Aim:
Count the lines in the entries below that contain the string "leaf". Reply with that number alone.

⟨

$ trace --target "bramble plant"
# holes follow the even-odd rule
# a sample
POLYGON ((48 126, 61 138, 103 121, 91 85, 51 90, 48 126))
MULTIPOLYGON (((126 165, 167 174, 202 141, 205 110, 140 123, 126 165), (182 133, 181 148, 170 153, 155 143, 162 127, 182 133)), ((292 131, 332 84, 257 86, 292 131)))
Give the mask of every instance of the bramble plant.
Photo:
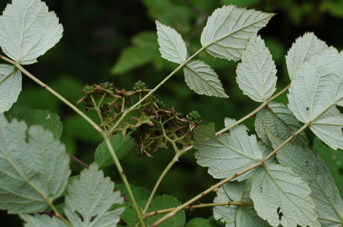
POLYGON ((86 113, 97 113, 96 123, 23 67, 54 47, 63 28, 40 0, 13 0, 0 16, 0 46, 7 56, 0 58, 8 63, 0 64, 0 208, 18 214, 25 226, 342 226, 342 200, 304 130, 309 128, 334 150, 343 149, 338 109, 343 106, 343 53, 305 33, 285 56, 290 84, 274 95, 276 66, 257 35, 273 15, 235 5, 218 8, 208 18, 202 47, 194 53, 187 52, 174 29, 156 21, 161 56, 178 67, 152 89, 141 80, 130 91, 112 82, 85 86, 78 102, 86 104, 86 113), (202 51, 240 60, 238 86, 261 103, 239 120, 226 118, 225 128, 217 132, 213 123, 202 125, 198 111, 182 114, 154 94, 183 69, 195 93, 228 98, 217 73, 195 59, 202 51), (69 177, 70 158, 78 160, 60 141, 62 123, 56 114, 34 110, 18 119, 5 117, 21 93, 22 74, 103 137, 95 163, 84 165, 80 176, 69 177), (272 101, 287 91, 287 105, 272 101), (242 123, 255 114, 257 136, 249 135, 242 123), (120 159, 132 151, 152 157, 167 145, 175 155, 151 193, 130 184, 120 159), (184 204, 171 195, 156 196, 168 171, 192 148, 198 164, 208 167, 218 182, 184 204), (110 165, 123 184, 104 177, 102 169, 110 165), (194 204, 213 191, 213 203, 194 204), (56 206, 58 198, 64 202, 56 206), (186 224, 185 209, 204 207, 213 207, 213 220, 195 218, 186 224))

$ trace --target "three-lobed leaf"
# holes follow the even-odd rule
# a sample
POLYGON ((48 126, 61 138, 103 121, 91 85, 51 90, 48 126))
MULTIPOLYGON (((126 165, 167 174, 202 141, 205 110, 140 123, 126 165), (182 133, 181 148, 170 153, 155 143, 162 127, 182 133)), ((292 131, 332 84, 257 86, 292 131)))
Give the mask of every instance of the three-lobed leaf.
POLYGON ((56 14, 40 0, 13 0, 0 16, 0 47, 21 64, 36 62, 60 40, 62 32, 56 14))
POLYGON ((217 73, 205 62, 191 60, 183 67, 183 72, 187 84, 196 93, 228 97, 217 73))
POLYGON ((109 211, 113 204, 123 202, 120 192, 113 191, 114 187, 96 164, 83 170, 80 179, 68 185, 65 197, 65 214, 73 226, 115 226, 124 208, 109 211))
POLYGON ((288 94, 288 107, 300 121, 333 149, 343 149, 343 55, 324 49, 296 71, 288 94))
POLYGON ((14 66, 0 64, 0 114, 8 110, 21 91, 21 73, 14 66))
MULTIPOLYGON (((235 122, 226 119, 226 125, 235 122)), ((197 163, 208 167, 209 174, 215 178, 226 178, 256 163, 262 158, 256 136, 248 136, 244 125, 230 130, 230 134, 216 136, 213 124, 198 128, 194 132, 194 154, 197 163)), ((253 171, 242 174, 236 180, 242 180, 253 171)))
POLYGON ((252 178, 250 198, 259 217, 272 226, 320 226, 308 183, 290 167, 268 163, 252 178))
POLYGON ((287 143, 277 153, 276 158, 281 165, 292 167, 309 183, 320 224, 342 226, 343 203, 330 171, 320 155, 308 147, 287 143))
POLYGON ((201 44, 214 57, 237 61, 249 38, 268 23, 273 14, 224 5, 209 17, 201 44))
POLYGON ((236 69, 239 88, 252 100, 265 101, 276 89, 276 67, 260 36, 250 37, 241 59, 236 69))
POLYGON ((41 126, 0 115, 0 208, 36 213, 58 198, 70 174, 64 146, 41 126))
POLYGON ((156 27, 162 58, 178 64, 183 62, 187 57, 187 49, 181 35, 174 29, 157 21, 156 27))

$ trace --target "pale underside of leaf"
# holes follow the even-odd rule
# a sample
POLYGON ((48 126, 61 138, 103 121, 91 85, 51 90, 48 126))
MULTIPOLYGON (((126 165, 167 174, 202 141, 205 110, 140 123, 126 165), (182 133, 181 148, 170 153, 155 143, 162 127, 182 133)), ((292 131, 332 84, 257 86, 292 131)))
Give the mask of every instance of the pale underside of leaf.
POLYGON ((40 0, 13 0, 0 16, 0 46, 21 64, 36 62, 60 40, 62 32, 56 14, 40 0))
MULTIPOLYGON (((298 131, 303 124, 286 106, 271 101, 257 112, 255 126, 261 140, 270 147, 276 148, 275 143, 273 143, 268 136, 268 132, 283 141, 298 131)), ((292 143, 307 145, 309 141, 305 133, 302 132, 293 139, 292 143)))
POLYGON ((73 226, 115 226, 124 208, 109 211, 113 204, 123 202, 120 192, 113 191, 114 187, 96 164, 82 171, 80 180, 74 179, 69 185, 65 198, 64 211, 73 226))
POLYGON ((196 93, 228 97, 217 73, 205 62, 191 60, 184 67, 183 71, 187 84, 196 93))
POLYGON ((340 193, 320 155, 309 148, 288 143, 277 153, 276 157, 281 164, 292 167, 309 183, 322 226, 342 226, 343 205, 340 193))
POLYGON ((320 226, 310 193, 290 167, 269 163, 254 176, 250 197, 259 216, 272 226, 320 226))
POLYGON ((0 64, 0 114, 8 110, 21 91, 21 73, 14 66, 0 64))
POLYGON ((268 23, 273 14, 224 5, 209 17, 201 44, 212 56, 237 61, 251 36, 268 23))
POLYGON ((237 82, 244 95, 263 102, 275 91, 276 67, 260 36, 250 37, 236 69, 237 82))
POLYGON ((178 64, 183 62, 187 57, 187 49, 181 35, 157 21, 156 26, 162 58, 178 64))
POLYGON ((325 49, 303 64, 292 82, 288 107, 331 148, 343 149, 343 55, 325 49))
POLYGON ((41 126, 0 115, 0 208, 36 213, 63 192, 70 174, 64 146, 41 126))
MULTIPOLYGON (((239 125, 230 130, 230 134, 215 136, 213 125, 198 128, 195 131, 194 148, 197 163, 208 167, 215 178, 226 178, 256 163, 262 158, 255 135, 248 136, 247 128, 239 125)), ((235 178, 243 180, 253 174, 250 171, 235 178)))
POLYGON ((60 218, 55 216, 51 217, 47 215, 24 215, 19 214, 19 217, 25 223, 24 227, 39 227, 47 226, 49 227, 66 227, 67 225, 60 218))
POLYGON ((320 40, 313 32, 307 32, 298 38, 286 55, 286 64, 289 78, 296 76, 298 69, 311 56, 320 53, 327 47, 325 42, 320 40))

⟩

Finished answer:
4